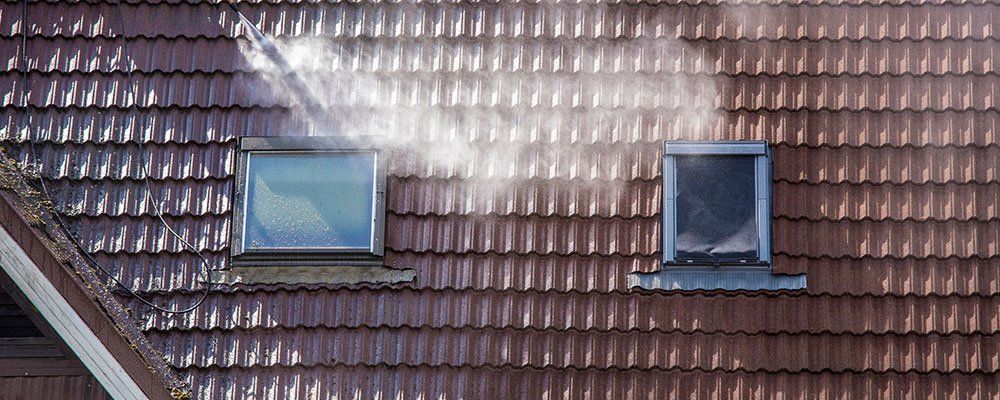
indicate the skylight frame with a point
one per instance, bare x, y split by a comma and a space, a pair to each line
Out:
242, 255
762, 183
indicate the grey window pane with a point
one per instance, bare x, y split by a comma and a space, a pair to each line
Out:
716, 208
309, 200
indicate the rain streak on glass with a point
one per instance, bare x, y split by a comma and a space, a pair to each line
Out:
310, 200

==

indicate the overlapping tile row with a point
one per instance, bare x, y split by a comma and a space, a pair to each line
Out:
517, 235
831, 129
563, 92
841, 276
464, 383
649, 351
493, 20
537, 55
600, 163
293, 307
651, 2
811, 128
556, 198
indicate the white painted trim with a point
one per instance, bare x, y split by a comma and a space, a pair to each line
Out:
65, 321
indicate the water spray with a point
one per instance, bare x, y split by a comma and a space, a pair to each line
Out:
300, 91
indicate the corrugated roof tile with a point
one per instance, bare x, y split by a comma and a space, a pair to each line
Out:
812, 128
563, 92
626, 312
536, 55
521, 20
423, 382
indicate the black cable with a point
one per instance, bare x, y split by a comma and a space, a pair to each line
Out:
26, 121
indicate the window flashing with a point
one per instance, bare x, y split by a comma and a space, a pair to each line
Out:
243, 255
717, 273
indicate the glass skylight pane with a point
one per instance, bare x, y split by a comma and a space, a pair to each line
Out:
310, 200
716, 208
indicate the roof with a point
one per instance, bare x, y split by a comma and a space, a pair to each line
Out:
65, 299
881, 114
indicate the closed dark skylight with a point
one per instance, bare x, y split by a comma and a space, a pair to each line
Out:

**Problem requirements:** Among the entries, find every line holding "tile" and return it.

**Output:**
indicate the overlapping tile row with a point
indicate the corrugated roof tile with a point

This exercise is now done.